• **Petunjuk Pengerjaan**:
**A.** Cetak bagian berita tentang wewenang DPR dari "Menurutnya, DPR telah" sampai "akan perilaku-perilaku koruptif.".
**B.** Menurut berita tentang wewenang DPR, siapa peneliti PSHK FH UII yang mendesak DPR agar segera mencabut ketentuan mengenai kewenangan tambahan?
**C.** Apakah pernyataan berikut sesuai dengan berita tentang wewenang DPR? Jawab ya atau tidak untuk tiap pernyataan, disertai kutipan persis dari berita yang menentukan jawabannya. (i) Menurut Yuniar, Peraturan DPR tentang Tata Tertib seharusnya mengikat keluar. (ii) Hakim Konstitusi disebut sebagai pejabat politik. (iii) Muatan penambahan kewenangan seharusnya diatur di dalam Konstitusi atau selevel Undang-Undang.

• **Sumber**:
• • • • • • •

Salah Kaprah DPR soal Penambahan Wewenang Mengevaluasi Lembaga Negara

Logo PSHK FH UII (dok. istimewa)

SLEMAN (kabarkota.com) – Pusat Studi Hukum Konstitusi Fakultas Hukum Universitas Islam Indonesia (PSHK FH UII) Yogyakarta angkat bicara soal penambahan wewenang DPR untuk mengevaluasi, bahkan mencopot pajabat lembaga negara, seperti KPK, KPU, Bawaslu, MA, dan MK.

Bacaan Lainnya

Peneliti PSHK FH UII, Yuniar Riza Hakiki berpendapat bahwa penambahan kewenangan DPR tersebut merupakan penyelenggaran negara yang salah kaprah. Sebab, itu mengabaikan prinsip pembatasan kekuasaan, konstitusi dan sejumlah undang-undang terkait DPR maupun lembaga negara yang bersangkutan.

“Logika DPR dalam mengatur evaluasi berkala calon pejabat negara yang telah ditetapkan adalah sesat,” tegas Yuniar dalam siaran pers PSHK FH UII, pada Kamis (6/2/2025).

Pihaknya beranggapan bahwa logika DPR itu seolah menyepadankan dengan konsep pergantian antar waktu (recall) anggota legislatif yang identik dengan jabatan politik. Sedangkan pejabat negara yang proses seleksinya melalui DPR, seperti Pimpinan KPK, Komisioner KPU, Bawaslu, Hakim Agung, Hakim Konstitusi sebenarnya bukan pejabat politik, melainkan pejabat negara yang dijamin independensinya dalam Konstitusi.

Menurutnya, DPR telah salah dalam meletakkan penambahan kewenangan itu. Peraturan DPR tentang Tata Tertib merupakan peraturan internal yang tidak seharusnya mengikat keluar. Muatan penambahan kewenangan seharusnya diatur di dalam Konstitusi atau selevel Undang-Undang.

Terlebih, anggap Yuniar, kewenangan tambahan itu sarat dengan kepentingan politik untuk mengatur, mengendalikan atau pun membungkam lembaga negara, melalui upaya sentralisasi penyelenggaraan negara hanya melalui jalur politik praktis (politization of state bodies), sehingga telah mengukuhkan DPR sebagi legislative heavy, lembaga super power, yang sangat rentan akan perilaku-perilaku koruptif.

Untuk itu, M Erfa Redhani yang juga peneliti PSHK FH UII mendesak DPR agar segera mencabut ketentuan mengenai kewenangan tambahan tersebut.

” Kami meminta Ketua Umum Partai Politik untuk mengingatkan para kadernya di DPR untuk patuh dan tunduk pada konstitusi, dan tidak membuat gaduh dengan akrobat politik yang kontraproduktif,” ucapnya.

• • • • • • •

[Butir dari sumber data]
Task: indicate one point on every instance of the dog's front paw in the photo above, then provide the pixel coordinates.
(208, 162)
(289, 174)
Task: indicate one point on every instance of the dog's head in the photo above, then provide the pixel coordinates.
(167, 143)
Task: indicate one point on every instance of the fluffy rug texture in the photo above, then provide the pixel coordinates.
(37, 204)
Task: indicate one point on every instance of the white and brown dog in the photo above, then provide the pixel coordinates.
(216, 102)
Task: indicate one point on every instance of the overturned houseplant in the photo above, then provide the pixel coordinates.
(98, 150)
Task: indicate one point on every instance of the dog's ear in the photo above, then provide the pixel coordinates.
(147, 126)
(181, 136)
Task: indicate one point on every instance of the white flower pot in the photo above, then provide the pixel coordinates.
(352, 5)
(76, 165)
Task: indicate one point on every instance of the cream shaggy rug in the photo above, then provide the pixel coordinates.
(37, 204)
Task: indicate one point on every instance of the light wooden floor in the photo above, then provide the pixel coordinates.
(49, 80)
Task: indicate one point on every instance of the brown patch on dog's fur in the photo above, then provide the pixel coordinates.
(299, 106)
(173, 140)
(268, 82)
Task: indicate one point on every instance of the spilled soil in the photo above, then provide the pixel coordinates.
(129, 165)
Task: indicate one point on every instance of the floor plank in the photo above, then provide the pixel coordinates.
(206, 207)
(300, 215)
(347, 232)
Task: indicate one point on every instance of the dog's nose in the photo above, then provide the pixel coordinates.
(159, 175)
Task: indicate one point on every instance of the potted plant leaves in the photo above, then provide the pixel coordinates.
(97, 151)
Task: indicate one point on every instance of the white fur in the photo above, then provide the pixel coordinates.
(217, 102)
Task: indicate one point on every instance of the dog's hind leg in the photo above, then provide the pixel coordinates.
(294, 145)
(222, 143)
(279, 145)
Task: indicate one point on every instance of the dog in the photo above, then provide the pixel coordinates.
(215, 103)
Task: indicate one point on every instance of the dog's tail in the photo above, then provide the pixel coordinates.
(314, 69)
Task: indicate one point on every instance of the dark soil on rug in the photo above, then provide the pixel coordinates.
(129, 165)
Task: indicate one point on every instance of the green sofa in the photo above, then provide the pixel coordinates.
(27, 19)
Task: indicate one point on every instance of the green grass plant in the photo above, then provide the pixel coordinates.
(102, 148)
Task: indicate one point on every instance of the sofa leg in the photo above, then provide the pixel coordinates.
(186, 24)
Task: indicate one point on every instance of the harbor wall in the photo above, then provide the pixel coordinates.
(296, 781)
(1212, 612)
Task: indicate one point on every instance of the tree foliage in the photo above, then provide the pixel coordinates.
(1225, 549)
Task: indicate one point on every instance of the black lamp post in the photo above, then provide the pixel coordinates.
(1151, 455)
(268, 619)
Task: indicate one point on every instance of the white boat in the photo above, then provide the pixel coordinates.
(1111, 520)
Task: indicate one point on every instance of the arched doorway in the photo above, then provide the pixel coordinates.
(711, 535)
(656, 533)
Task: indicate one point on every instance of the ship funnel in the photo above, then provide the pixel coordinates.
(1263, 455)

• • • • • • •

• **Jawaban per Tugas**:
**A.**
Menurutnya, DPR telah salah dalam meletakkan penambahan kewenangan itu. Peraturan DPR tentang Tata Tertib merupakan peraturan internal yang tidak seharusnya mengikat keluar. Muatan penambahan kewenangan seharusnya diatur di dalam Konstitusi atau selevel Undang-Undang.

Terlebih, anggap Yuniar, kewenangan tambahan itu sarat dengan kepentingan politik untuk mengatur, mengendalikan atau pun membungkam lembaga negara, melalui upaya sentralisasi penyelenggaraan negara hanya melalui jalur politik praktis (politization of state bodies), sehingga telah mengukuhkan DPR sebagi legislative heavy, lembaga super power, yang sangat rentan akan perilaku-perilaku koruptif.

**B.** M Erfa Redhani.

**C.**
(i) Tidak: "Peraturan DPR tentang Tata Tertib merupakan peraturan internal yang tidak seharusnya mengikat keluar."
(ii) Tidak: "sebenarnya bukan pejabat politik, melainkan pejabat negara yang dijamin independensinya dalam Konstitusi"
(iii) Ya: "Muatan penambahan kewenangan seharusnya diatur di dalam Konstitusi atau selevel Undang-Undang."